* PROBLEM TO SOLVE:
Give back the data below exactly as it was given.

[Source records]
++++++++++
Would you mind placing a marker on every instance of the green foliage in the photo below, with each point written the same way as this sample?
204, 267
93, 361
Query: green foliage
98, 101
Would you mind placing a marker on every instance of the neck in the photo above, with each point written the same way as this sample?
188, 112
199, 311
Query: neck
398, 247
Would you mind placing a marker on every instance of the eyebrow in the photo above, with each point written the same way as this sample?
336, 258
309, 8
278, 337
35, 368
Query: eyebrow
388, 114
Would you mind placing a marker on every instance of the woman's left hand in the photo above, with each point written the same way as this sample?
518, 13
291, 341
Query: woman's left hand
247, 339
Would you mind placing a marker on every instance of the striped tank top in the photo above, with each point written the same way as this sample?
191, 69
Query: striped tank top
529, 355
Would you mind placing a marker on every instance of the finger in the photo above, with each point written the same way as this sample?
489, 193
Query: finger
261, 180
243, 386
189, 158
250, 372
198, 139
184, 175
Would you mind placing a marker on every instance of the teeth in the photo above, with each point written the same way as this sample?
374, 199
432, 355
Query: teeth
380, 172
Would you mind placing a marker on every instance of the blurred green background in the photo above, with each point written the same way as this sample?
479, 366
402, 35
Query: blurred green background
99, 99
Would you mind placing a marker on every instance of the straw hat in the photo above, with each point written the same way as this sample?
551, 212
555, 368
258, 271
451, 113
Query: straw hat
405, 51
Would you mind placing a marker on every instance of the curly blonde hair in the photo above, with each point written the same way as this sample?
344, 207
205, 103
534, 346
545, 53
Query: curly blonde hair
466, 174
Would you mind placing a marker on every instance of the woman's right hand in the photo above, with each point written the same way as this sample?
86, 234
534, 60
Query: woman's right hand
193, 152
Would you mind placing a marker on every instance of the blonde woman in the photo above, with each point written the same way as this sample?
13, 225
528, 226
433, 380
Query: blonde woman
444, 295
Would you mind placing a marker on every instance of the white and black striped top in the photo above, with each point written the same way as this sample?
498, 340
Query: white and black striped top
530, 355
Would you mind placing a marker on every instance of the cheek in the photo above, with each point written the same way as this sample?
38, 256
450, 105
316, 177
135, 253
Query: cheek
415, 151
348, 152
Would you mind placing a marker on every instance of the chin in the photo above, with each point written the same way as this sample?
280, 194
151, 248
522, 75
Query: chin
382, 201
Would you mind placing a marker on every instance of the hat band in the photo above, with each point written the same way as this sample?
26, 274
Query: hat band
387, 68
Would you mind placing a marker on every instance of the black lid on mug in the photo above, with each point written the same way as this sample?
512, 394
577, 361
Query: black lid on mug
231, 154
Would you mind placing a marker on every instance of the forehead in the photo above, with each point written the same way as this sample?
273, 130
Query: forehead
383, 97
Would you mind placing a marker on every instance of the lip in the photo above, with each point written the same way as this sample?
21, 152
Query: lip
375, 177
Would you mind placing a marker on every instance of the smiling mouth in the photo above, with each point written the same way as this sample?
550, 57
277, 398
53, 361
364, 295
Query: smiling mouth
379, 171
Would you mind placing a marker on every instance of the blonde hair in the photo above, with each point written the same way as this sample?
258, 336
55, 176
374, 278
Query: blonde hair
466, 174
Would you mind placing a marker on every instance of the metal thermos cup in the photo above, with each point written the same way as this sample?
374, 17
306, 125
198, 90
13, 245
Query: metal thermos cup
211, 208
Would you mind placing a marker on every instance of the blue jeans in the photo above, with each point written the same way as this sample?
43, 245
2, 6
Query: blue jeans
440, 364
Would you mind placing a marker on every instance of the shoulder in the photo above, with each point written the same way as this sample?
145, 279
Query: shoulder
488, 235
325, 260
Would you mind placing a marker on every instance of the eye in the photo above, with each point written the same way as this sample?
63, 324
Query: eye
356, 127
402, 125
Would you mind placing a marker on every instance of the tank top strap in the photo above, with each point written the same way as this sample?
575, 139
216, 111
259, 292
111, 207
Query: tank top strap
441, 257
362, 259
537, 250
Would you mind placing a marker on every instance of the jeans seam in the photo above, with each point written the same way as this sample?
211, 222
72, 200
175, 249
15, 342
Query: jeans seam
++++++++++
* SOLUTION FOR THIS PROBLEM:
Would you mind placing a marker on every instance of the green foliage in the photo below, with each point written the same way as this sample?
204, 267
93, 361
Query: green foliage
98, 101
Would you mind placing a marker on every instance of the neck in the photo above, with each point written the same way as this sample?
188, 112
199, 311
Query: neck
398, 247
Would you mind placing a marker on every instance of the eyebrow in the photo above, with each point written the same way as this sample?
336, 258
309, 8
278, 337
35, 368
Query: eyebrow
388, 114
Would you mind placing a marker on every instance of the woman's left hand in the photo above, with each point written the same way as this sample?
518, 13
291, 341
Query: woman's left hand
247, 339
Would you mind placing a marker on every instance of the striped tank top in the photo above, with each point written the same way as this sample?
191, 69
Query: striped tank top
529, 355
Would you mind placing a marker on every instance of the finger in the photo above, with each point written the same way as this sample?
489, 193
Query: finger
261, 180
243, 386
189, 158
250, 372
198, 139
184, 175
Would you mind placing a marker on every instance of the teeth in the photo above, with each point written the same way as this sample?
374, 199
432, 355
Query: teeth
380, 172
Would you mind placing a marker on every instance of the blurred green background in the photo above, with each point written the same way as this sample?
479, 366
402, 35
Query: blurred green background
99, 99
Would you mind placing a marker on every instance of the straw hat in the photo above, with each point written the same way as this sample?
551, 212
555, 368
258, 271
451, 113
Query: straw hat
405, 51
Would you mind placing a marker on every instance of the curly blonde hair in the photo above, with each point written the same way as this sample?
344, 207
205, 103
534, 346
545, 53
Query: curly blonde hair
466, 174
Would you mind placing a marker on every instance of the woman's right hand in the photo above, with each point written the same way as this sample?
86, 234
534, 60
Query: woman's right hand
193, 152
Would you mind placing a marker on every instance of the blonde woman in the photo above, with each point written the same way as this sample?
13, 225
528, 226
433, 380
Query: blonde woman
444, 295
Would you mind placing a marker on every instance of the white and black striped top in the photo above, with each point written the same way as this sample?
498, 340
Query: white and black striped top
530, 355
Would you mind placing a marker on every instance of the cheek in the photo above, with each point written the same way as this sample?
38, 256
450, 105
316, 177
135, 253
Query: cheek
415, 151
348, 152
Would you mind placing a marker on every instance of the chin in the photo above, with each point written the same way as this sample?
280, 194
151, 248
522, 75
Query: chin
382, 201
Would you mind placing a marker on every instance of the hat band in the photo above, with each point written the same way as this sample?
26, 274
Query: hat band
387, 68
Would you mind placing a marker on every instance of the black lid on mug in the photo above, with each point written the same way as this sample?
512, 394
577, 361
Query: black lid on mug
231, 154
Would you mind placing a marker on every instance of the forehead in the photo above, with each point written the same way as this sample?
273, 130
Query: forehead
383, 97
Would you mind placing a marker on every instance of the lip in the photo above, with each point written the same way as this sample?
21, 152
Query: lip
375, 177
Would you mind placing a marker on every instance of the smiling mouth in the photo above, with each point written the same way as this sample?
550, 57
277, 398
53, 361
364, 295
Query: smiling mouth
379, 171
Would you mind placing a marker on every instance of the blonde hair in the photo above, with each point written the same way as this sample?
258, 336
55, 176
374, 278
Query: blonde hair
466, 174
Would you mind placing a marker on every instance of the metal thermos cup in the photo above, with each point written the same way as this sample?
374, 17
306, 125
198, 90
13, 245
Query: metal thermos cup
211, 208
Would you mind placing a marker on every instance of the blue jeans in the photo above, with each point written the same way as this sample?
43, 245
2, 6
Query: blue jeans
440, 364
Would you mind placing a marker on every instance of the shoulder in the photo above, with each point written the same way as this sample?
145, 279
Query: shoulder
488, 235
325, 260
Would you mind placing a marker on every instance of the eye in the photo above, with each point written the same way as this sample?
63, 324
Query: eye
356, 127
402, 125
Would you mind placing a marker on every instance of the tank top strap in the photo above, with each point written the same way as this sample?
575, 139
216, 111
259, 292
111, 207
Query: tank top strap
441, 257
362, 259
537, 250
Would you mind placing a marker on every instance of the jeans seam in the photo above, with each point written the same way as this sample?
211, 222
72, 200
175, 249
15, 342
Query: jeans seam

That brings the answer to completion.